[Boundary annotation records]

☆ ☆ ☆

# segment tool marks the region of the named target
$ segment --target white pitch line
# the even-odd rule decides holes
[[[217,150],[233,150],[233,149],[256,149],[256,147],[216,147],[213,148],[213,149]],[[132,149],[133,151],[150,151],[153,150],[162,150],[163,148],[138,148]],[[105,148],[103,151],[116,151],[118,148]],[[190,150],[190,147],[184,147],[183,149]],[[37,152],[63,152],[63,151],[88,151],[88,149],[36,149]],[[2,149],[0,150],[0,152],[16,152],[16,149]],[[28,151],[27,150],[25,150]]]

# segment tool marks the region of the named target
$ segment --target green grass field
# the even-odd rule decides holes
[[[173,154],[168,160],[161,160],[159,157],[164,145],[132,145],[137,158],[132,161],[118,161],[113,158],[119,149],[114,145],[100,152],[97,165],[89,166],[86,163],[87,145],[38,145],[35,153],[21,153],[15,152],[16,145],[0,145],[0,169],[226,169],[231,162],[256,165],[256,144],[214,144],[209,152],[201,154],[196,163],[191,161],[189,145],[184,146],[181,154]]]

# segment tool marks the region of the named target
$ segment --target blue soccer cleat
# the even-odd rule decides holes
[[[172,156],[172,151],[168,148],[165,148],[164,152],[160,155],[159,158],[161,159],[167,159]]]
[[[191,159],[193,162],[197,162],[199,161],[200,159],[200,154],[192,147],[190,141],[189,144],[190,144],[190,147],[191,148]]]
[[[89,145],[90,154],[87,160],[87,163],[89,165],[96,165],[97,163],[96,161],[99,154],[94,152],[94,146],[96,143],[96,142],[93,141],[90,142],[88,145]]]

☆ ☆ ☆

- What to produce: Write each line of the material as a separate string in a JSON list, skipping blank lines.

- Expected answer:
[
  "# segment tool marks the region of the named target",
  "$ segment --target white pitch line",
  "# the even-odd rule decides holes",
  "[[[217,150],[233,150],[233,149],[256,149],[256,147],[216,147],[213,148],[213,149]],[[132,149],[133,151],[150,151],[153,150],[162,150],[163,148],[138,148]],[[105,148],[103,151],[116,151],[118,148]],[[190,150],[190,147],[184,147],[183,149]],[[37,152],[63,152],[63,151],[88,151],[88,149],[36,149]],[[2,149],[0,150],[0,152],[16,152],[16,149]],[[28,151],[27,150],[25,150]]]",
  "# segment tool marks the region of the named target",
  "$ segment --target green grass field",
  "# the even-odd rule decides holes",
  "[[[173,154],[168,160],[161,160],[159,157],[164,145],[132,145],[137,158],[132,161],[118,161],[113,158],[119,149],[114,145],[100,152],[97,165],[89,166],[86,163],[87,145],[38,145],[35,153],[21,153],[15,152],[16,145],[0,145],[0,169],[226,169],[231,162],[256,165],[256,144],[214,144],[209,152],[201,154],[196,163],[191,161],[189,145],[184,146],[181,154]]]",
  "# segment tool marks the region of the named target",
  "$ segment --target blue soccer cleat",
  "# the even-odd rule decides holes",
  "[[[172,156],[172,151],[168,148],[165,148],[164,152],[160,155],[159,158],[161,159],[167,159]]]",
  "[[[191,159],[193,162],[197,162],[199,161],[200,159],[200,154],[192,147],[190,141],[189,144],[190,144],[190,147],[191,148]]]",
  "[[[89,145],[90,154],[87,160],[87,163],[89,165],[96,165],[97,163],[96,161],[99,154],[94,152],[94,146],[96,143],[96,142],[93,141],[90,142],[88,145]]]"
]